What needs to be done. Could the listing be repeated exactly, with every picture dropped?

-------- Supplied records --------

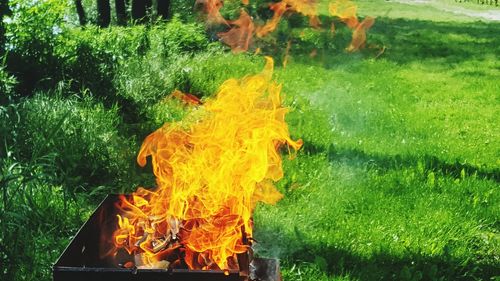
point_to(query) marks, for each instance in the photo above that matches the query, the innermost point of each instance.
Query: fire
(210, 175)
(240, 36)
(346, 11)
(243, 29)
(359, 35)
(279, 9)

--------

Exercise result.
point_to(query) marks, for each instance in the photo above that matches the query, the innermost point of each instance.
Query: fire
(210, 175)
(240, 36)
(346, 11)
(243, 29)
(359, 35)
(279, 9)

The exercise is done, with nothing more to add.